**WHAT YOU NEED TO DO**.
Please show every line of the rows that contains the word "necklace", copying each one in full.

Location labeling rows
■ ■ ■

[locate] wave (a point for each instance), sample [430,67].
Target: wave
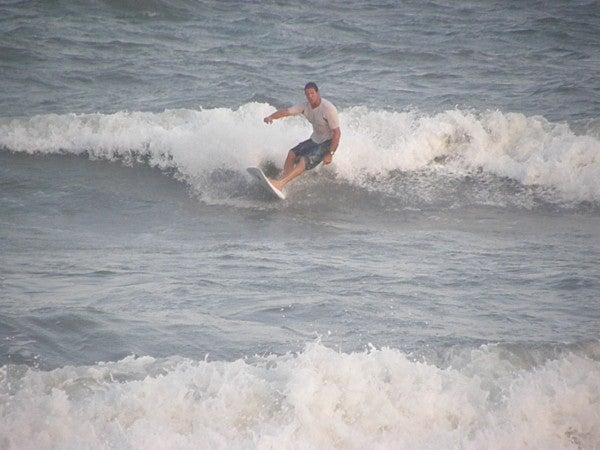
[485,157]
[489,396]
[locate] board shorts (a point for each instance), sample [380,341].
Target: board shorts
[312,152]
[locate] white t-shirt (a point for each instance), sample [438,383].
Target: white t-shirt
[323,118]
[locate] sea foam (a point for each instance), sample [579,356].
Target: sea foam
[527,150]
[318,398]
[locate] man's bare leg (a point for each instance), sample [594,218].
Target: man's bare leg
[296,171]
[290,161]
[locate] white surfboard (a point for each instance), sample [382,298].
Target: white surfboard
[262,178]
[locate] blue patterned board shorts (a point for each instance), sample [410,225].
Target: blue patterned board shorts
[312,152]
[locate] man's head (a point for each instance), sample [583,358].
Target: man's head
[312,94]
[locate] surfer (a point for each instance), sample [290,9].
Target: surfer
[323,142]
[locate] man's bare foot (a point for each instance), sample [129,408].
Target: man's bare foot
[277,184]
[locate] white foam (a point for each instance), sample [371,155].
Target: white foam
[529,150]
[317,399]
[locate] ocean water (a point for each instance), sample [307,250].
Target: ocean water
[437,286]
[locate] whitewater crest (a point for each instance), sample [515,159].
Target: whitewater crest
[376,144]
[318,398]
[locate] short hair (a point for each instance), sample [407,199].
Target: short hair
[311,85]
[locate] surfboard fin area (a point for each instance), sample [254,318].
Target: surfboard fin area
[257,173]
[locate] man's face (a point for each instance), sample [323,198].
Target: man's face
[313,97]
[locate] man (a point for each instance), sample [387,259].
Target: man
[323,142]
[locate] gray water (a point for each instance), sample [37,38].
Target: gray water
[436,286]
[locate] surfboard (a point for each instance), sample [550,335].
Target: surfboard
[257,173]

■ ■ ■

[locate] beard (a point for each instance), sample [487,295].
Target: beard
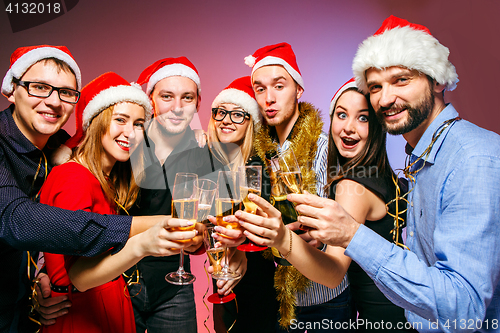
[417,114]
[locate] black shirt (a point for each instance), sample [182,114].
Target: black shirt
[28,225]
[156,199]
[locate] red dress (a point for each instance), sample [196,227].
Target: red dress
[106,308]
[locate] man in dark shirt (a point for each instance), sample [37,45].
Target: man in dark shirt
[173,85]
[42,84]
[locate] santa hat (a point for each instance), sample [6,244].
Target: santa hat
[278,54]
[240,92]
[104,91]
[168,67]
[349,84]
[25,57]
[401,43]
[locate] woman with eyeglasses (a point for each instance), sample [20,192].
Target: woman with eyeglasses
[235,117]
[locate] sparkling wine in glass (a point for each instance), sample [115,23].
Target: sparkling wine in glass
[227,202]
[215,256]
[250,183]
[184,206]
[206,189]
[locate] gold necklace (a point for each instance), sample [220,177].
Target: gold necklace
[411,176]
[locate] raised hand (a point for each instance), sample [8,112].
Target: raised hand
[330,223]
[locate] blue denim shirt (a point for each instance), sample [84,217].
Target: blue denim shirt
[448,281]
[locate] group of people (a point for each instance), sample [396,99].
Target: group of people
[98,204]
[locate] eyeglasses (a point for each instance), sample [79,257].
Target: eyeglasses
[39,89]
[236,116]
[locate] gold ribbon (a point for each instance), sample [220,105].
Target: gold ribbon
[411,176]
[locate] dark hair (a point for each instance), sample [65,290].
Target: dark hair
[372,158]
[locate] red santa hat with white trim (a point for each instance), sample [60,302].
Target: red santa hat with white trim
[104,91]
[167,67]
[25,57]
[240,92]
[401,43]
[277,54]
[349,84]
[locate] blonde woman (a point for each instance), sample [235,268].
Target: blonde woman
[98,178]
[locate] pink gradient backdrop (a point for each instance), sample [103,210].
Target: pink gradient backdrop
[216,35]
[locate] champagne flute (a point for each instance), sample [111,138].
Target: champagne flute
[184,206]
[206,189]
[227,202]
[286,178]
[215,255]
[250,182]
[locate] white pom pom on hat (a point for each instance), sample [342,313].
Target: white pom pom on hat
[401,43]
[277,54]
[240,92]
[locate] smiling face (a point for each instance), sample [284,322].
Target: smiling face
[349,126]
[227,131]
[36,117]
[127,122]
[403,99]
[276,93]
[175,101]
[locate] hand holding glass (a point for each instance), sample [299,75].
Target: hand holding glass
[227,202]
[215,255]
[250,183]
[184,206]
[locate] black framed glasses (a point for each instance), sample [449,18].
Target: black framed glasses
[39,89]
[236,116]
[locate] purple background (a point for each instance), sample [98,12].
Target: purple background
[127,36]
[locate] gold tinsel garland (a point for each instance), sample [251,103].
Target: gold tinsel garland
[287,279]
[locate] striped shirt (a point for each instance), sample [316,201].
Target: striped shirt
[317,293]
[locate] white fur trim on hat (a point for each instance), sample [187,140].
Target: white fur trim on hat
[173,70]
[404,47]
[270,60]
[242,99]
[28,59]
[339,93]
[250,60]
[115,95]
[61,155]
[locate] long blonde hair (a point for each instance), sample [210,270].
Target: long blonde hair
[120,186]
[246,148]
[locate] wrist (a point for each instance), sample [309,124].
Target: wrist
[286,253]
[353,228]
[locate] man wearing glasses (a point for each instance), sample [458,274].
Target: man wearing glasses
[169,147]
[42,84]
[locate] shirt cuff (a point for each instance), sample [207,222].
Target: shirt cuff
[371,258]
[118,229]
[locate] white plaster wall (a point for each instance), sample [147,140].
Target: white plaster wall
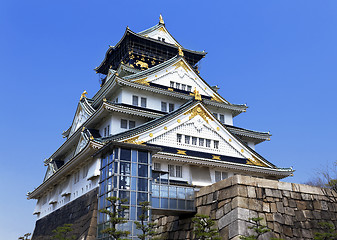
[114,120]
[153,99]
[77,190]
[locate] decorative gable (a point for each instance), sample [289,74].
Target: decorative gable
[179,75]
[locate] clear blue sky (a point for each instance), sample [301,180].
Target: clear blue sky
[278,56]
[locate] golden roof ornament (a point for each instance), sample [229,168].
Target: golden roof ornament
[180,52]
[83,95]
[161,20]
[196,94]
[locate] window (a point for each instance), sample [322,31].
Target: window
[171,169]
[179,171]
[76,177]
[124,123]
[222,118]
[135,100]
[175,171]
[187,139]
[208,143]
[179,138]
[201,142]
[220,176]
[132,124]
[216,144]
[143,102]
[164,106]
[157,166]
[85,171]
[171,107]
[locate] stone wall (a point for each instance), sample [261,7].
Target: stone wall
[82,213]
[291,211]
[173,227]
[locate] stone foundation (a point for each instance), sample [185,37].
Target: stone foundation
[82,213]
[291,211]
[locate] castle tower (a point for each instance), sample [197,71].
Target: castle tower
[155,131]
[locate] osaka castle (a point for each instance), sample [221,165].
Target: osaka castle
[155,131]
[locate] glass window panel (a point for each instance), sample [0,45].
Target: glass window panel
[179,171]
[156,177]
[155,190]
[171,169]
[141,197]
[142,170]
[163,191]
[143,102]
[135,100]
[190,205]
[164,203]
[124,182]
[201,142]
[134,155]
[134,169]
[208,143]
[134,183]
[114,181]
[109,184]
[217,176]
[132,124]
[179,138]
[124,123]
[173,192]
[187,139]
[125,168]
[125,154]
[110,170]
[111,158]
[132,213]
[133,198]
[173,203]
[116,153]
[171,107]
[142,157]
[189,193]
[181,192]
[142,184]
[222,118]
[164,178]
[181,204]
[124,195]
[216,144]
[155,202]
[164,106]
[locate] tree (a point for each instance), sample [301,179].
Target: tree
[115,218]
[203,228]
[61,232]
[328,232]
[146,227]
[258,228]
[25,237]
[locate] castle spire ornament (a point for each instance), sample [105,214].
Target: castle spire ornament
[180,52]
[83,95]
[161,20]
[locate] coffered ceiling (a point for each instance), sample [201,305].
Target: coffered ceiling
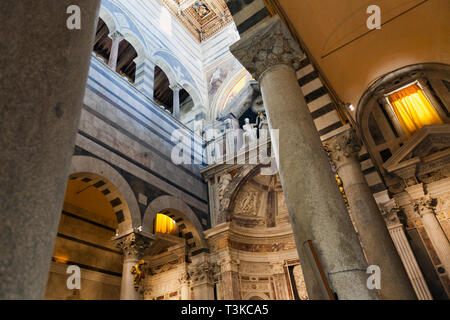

■ ■ ■

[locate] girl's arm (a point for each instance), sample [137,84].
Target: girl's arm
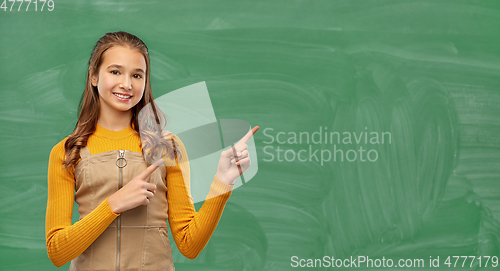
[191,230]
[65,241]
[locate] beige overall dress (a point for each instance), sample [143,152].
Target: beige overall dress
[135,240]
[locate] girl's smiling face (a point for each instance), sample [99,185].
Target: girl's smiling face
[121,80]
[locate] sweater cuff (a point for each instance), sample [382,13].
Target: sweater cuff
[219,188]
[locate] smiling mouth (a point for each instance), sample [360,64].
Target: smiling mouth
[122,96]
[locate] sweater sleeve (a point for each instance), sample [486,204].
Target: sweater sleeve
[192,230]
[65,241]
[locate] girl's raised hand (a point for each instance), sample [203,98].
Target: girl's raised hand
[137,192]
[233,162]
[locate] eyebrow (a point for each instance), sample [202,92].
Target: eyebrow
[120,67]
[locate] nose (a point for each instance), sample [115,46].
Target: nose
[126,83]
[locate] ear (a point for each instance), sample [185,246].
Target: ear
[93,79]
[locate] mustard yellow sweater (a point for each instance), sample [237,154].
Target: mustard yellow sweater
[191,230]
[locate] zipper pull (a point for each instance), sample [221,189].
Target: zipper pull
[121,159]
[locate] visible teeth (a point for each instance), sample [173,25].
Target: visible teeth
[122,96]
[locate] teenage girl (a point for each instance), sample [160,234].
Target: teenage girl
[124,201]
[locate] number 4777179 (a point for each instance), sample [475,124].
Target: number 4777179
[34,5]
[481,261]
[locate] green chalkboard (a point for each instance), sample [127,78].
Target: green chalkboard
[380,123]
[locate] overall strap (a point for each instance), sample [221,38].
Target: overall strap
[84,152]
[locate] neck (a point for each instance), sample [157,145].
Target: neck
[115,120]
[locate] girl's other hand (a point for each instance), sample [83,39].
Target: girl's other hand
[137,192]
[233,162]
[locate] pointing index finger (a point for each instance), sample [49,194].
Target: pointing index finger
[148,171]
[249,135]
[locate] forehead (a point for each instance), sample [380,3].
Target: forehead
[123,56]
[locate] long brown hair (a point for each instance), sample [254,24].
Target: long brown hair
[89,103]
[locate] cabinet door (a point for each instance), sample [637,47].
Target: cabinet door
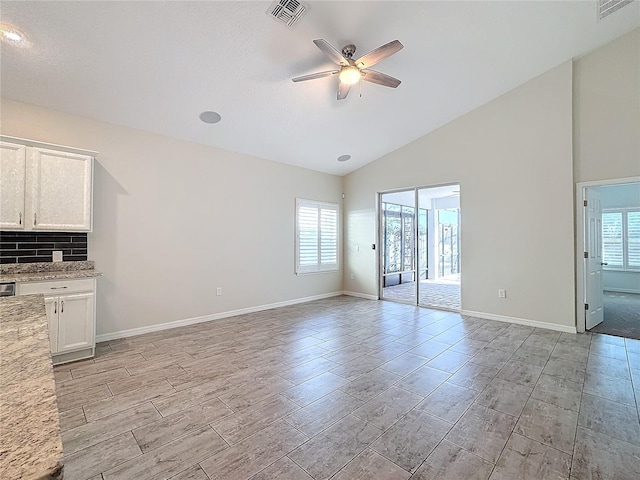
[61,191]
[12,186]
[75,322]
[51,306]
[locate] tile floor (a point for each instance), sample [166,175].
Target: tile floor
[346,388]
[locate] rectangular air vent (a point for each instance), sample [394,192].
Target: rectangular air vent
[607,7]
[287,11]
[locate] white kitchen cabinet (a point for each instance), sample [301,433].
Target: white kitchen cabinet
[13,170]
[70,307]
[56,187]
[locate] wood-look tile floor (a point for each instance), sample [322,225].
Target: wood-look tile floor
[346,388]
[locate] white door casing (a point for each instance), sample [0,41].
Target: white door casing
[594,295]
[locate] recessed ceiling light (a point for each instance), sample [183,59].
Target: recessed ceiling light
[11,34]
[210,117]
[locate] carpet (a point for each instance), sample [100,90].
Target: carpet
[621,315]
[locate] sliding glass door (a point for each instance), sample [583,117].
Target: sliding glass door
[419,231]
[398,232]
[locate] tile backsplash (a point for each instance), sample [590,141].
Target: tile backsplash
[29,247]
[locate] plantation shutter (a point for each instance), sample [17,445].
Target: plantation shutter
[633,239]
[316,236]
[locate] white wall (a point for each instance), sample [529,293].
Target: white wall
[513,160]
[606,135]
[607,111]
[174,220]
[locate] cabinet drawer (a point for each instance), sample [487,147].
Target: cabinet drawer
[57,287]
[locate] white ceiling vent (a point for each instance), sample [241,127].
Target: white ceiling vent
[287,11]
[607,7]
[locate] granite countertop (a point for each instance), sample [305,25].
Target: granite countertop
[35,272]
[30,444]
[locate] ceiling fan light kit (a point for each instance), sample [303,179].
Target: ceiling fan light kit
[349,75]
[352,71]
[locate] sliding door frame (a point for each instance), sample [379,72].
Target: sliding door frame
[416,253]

■ ■ ■

**REPLY**.
[locate] gold necklace (a point for each instance), sample [220,177].
Target: gold necklace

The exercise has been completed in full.